__YOUR INSTRUCTIONS__
Convert the records below into a two-column CSV with the headers input and output, with one row per record. Put each record's text in the input column and its answer in the output column, with every field enclosed in double quotes and line breaks replaced by spaces.

Entries from an annotation dataset:

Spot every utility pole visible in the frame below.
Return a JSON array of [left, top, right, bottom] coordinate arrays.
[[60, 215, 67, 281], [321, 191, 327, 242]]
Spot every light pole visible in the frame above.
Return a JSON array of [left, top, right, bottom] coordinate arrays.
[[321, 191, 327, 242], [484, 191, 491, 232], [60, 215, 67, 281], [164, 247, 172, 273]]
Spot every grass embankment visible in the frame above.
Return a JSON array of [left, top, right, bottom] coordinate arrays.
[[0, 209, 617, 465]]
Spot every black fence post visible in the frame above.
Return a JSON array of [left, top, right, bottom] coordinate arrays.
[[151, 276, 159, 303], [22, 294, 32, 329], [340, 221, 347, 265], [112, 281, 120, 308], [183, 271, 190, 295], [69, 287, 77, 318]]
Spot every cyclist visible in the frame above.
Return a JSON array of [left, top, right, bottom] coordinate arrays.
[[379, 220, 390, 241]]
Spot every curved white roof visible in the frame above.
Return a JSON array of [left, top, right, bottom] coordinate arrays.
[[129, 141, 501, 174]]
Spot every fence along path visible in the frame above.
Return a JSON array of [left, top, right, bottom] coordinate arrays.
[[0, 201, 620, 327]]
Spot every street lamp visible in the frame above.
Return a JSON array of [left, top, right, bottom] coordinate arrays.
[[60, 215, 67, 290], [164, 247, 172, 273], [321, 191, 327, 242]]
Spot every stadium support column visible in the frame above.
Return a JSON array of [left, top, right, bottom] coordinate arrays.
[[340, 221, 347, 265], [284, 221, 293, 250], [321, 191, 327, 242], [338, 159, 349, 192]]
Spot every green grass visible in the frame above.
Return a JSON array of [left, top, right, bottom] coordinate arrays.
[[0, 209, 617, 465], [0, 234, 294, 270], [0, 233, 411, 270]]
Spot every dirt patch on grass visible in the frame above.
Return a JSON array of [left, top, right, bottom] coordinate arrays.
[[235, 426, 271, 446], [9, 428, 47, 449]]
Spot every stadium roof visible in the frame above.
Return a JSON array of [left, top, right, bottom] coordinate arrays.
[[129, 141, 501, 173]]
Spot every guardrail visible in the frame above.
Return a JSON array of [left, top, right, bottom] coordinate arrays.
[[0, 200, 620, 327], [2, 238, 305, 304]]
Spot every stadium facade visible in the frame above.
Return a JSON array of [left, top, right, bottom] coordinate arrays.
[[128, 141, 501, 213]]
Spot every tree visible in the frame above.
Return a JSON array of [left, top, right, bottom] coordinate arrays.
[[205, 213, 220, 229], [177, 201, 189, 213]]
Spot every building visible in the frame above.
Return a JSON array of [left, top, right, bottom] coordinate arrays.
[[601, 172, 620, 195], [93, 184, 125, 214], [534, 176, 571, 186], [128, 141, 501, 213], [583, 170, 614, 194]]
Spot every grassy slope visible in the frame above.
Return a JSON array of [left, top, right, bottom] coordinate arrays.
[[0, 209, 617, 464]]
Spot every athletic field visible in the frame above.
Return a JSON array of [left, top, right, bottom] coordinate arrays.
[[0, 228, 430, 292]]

__TASK ANSWER__
input,output
"Spot every utility pole visible in the frame below. Return a JSON array of [left, top, right, bottom] coordinate arrays.","[[60, 215, 67, 281], [321, 191, 327, 242]]"
"Spot every light pole visible in the frame above. Return a JSON array of [left, top, right, bottom] coordinate arrays.","[[321, 191, 327, 242], [484, 191, 491, 232], [60, 215, 67, 281], [164, 247, 172, 273]]"
"Spot every grass embankment visible in the frame above. Return a JSON array of [left, top, right, bottom] coordinate arrays.","[[0, 209, 617, 465]]"
"Spot every black fence post visible in the frame above. Return a JSON array of [left, top, right, bottom] coordinate arrays.","[[151, 276, 159, 303], [22, 294, 32, 329], [340, 221, 347, 265], [112, 281, 120, 308], [183, 271, 190, 295], [69, 287, 77, 318]]"
"Spot every cyclist visible in the frame above. Return a JSON array of [left, top, right, bottom] coordinate arrays.","[[379, 220, 390, 241]]"
"Spot every curved white roof visible in the frame above. Return a JSON array of [left, top, right, bottom] coordinate arrays.","[[129, 141, 501, 174]]"
"Spot every fence along path visible in the frame above. Return a JSON array of [left, top, right, bottom] coordinate arrays.","[[0, 201, 620, 327]]"
"Spot every street lamp visible in the frame above. Return a JSON array of [left, top, right, bottom] coordinate arrays.","[[60, 215, 67, 290], [164, 247, 172, 273], [321, 191, 327, 242]]"
"Spot every stadium support column visible in the frame above. Return a JSON array of [left, top, right, bottom] coordinate arrays.","[[340, 221, 347, 265], [284, 221, 293, 250], [321, 191, 327, 242], [338, 159, 349, 192]]"
"Spot every green grass visible in the frame above. Return a JSON array of [left, top, right, bottom] coordinate arrays.","[[0, 209, 617, 465], [0, 234, 294, 270], [0, 233, 411, 270]]"
"Spot every dirt patch on grass visible in the frame above. Return a JSON array of [left, top, right, bottom] coordinate arrays.","[[235, 426, 271, 446], [9, 428, 47, 449]]"
"Spot every stadium roof visible in the frame above. Return a JSON array of [left, top, right, bottom] coordinate arrays.","[[129, 141, 501, 173]]"
"Spot every guardrail visible in the frame above. Return a JSON array of [left, top, right, bottom] coordinate arrays.","[[0, 200, 620, 327], [2, 238, 305, 304]]"
"Spot every stadium facade visible in the frame above. Return a JSON array of [left, top, right, bottom] coordinate arrays.","[[128, 141, 501, 213]]"
"Spot every tree visible in the frame above. Return a JSON array of [left, top, right, bottom] coordinate arrays.","[[205, 213, 220, 229], [177, 201, 189, 213]]"
"Spot every building visible in the frame above. Return a JSON array of [left, top, right, bottom] coordinate arrays.","[[601, 172, 620, 195], [93, 184, 125, 214], [534, 176, 571, 186], [128, 141, 501, 213], [583, 170, 614, 194]]"
"Spot every grassy slope visible in the frame above. Return a JSON array of [left, top, right, bottom] coordinate arrays.","[[0, 209, 617, 464]]"
"Spot every athletic field visible in the frame above. Return a JSON array of [left, top, right, bottom] coordinate arrays.","[[0, 228, 430, 292]]"